▶ **PROBLEM REQUIREMENTS**
Your task is to copy the material exactly.

* Start STORED DATA *

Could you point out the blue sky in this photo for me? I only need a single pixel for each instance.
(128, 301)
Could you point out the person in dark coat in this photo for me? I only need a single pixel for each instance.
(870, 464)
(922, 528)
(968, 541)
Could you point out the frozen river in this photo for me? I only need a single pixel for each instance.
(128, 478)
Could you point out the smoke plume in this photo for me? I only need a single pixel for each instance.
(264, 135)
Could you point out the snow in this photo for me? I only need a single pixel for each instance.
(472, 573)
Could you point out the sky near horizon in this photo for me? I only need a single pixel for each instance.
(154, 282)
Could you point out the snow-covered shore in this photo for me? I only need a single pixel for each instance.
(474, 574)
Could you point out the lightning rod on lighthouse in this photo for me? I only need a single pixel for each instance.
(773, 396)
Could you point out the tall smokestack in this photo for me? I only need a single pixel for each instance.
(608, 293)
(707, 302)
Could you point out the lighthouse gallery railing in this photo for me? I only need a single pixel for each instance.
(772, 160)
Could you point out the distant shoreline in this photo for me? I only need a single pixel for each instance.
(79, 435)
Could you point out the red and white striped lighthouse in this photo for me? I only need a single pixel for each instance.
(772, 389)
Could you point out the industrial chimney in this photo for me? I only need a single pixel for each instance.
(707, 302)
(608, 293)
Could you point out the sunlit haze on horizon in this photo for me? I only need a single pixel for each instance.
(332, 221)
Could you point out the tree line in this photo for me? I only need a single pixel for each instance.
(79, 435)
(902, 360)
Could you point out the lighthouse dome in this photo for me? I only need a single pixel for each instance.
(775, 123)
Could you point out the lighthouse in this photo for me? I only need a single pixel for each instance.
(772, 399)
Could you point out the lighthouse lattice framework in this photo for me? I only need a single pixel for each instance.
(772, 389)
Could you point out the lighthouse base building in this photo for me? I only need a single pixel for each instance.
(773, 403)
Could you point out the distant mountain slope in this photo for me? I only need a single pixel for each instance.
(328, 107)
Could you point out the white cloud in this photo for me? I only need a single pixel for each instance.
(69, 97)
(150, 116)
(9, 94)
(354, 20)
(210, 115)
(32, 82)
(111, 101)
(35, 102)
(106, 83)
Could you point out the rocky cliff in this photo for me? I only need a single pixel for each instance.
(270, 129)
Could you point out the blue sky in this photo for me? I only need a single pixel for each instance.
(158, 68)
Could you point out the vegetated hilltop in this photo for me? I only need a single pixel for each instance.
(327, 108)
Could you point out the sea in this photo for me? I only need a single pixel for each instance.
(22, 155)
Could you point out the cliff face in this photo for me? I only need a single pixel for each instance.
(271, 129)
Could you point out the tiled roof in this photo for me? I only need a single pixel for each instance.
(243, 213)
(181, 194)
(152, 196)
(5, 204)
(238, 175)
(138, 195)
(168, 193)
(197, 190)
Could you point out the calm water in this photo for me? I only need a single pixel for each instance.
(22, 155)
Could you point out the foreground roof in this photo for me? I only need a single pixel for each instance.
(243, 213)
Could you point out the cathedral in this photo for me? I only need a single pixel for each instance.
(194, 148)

* End STORED DATA *

▶ **CORRECT RESPONSE**
Could you point out the blue sky in this photo for me? I only need a single pixel for each instance.
(128, 301)
Could you point out the person in dark coat in this photo for me? I only need a single pixel for each instance.
(870, 464)
(922, 528)
(968, 541)
Could you point out the frozen river in this photo for me? I only need a single pixel for each instance.
(128, 478)
Could you point out the smoke plume in this photo for me? I only need a single pixel for each instance.
(264, 135)
Could you point out the snow in this photo for me? I only need a single pixel for each instance.
(472, 573)
Could you point out the sky near horizon in this photo for me? I only need a single pixel for each instance.
(154, 282)
Could you point out the snow-covered shore in this photo for me? I only need a single pixel for each instance.
(474, 574)
Could you point out the lightning rod on lighthouse in this photo for me? I only need a single pixel for each instance.
(773, 396)
Could you point out the tall smokestack in this photo for me? I only need a single pixel for each instance.
(608, 293)
(707, 302)
Could you point out the lighthouse gallery railing in this photo for me? I only need a single pixel for each instance.
(772, 160)
Could you point out the distant shoreline in this photo for me? I only need a single pixel for each instance.
(79, 435)
Could you point out the red and white striped lighthouse in this photo for me? I only need a single pixel for each instance.
(772, 389)
Could you point out the industrial chimney in this photo for me? I only need a single pixel for each instance.
(707, 302)
(608, 293)
Could you point out the sunlit haze on horizon in this photo for me? I only need a single pixel for each instance.
(332, 221)
Could you point out the tree line in this photo for me? I only need a single pixel for each instance.
(79, 435)
(902, 360)
Could you point out the lighthouse dome in this photo for me? I only need a single pixel for each instance.
(775, 123)
Could you point out the lighthouse in this photo for me? I only need a single pixel for each instance.
(772, 399)
Could you point out the lighthouse lattice framework in this photo for me? I only need a single pixel for each instance.
(772, 389)
Could you point out the lighthouse base building in this photo for me? I only need a single pixel for each instance.
(773, 403)
Could you point out the distant mountain slope in this photo for me? I only need a single pixel for each instance.
(328, 107)
Could you point out the white cloud in this photo for me? I only need a single pixel for each instance.
(69, 97)
(150, 116)
(9, 94)
(354, 20)
(210, 115)
(32, 82)
(111, 101)
(35, 102)
(106, 83)
Could you point out the rocky cliff in this photo for me? I only need a single pixel for each instance.
(270, 129)
Could you point out the blue sky in this photo for me? I only need a single pixel for each instance.
(158, 68)
Could you point out the vegetated hilltop in this photo for me? I only need a single pixel for each instance.
(327, 108)
Could you point out the sea in this photo for me? I only need a single pixel for each instance.
(22, 155)
Could you point out the cliff face in this photo for me? I only need a single pixel for each instance.
(271, 129)
Could you point out the tiled roof in this photo for me? I only need a single pixel for each instance.
(243, 213)
(181, 194)
(152, 196)
(5, 204)
(238, 175)
(138, 195)
(168, 193)
(197, 190)
Could you point out the calm water in this photo for me? I only need a single pixel for each instance.
(22, 155)
Could you point out the foreground roof in this photo for me? I only need a single pixel for each instance.
(243, 213)
Could you point out the cathedral in this photo for me? I only need a single pixel for each instance.
(194, 148)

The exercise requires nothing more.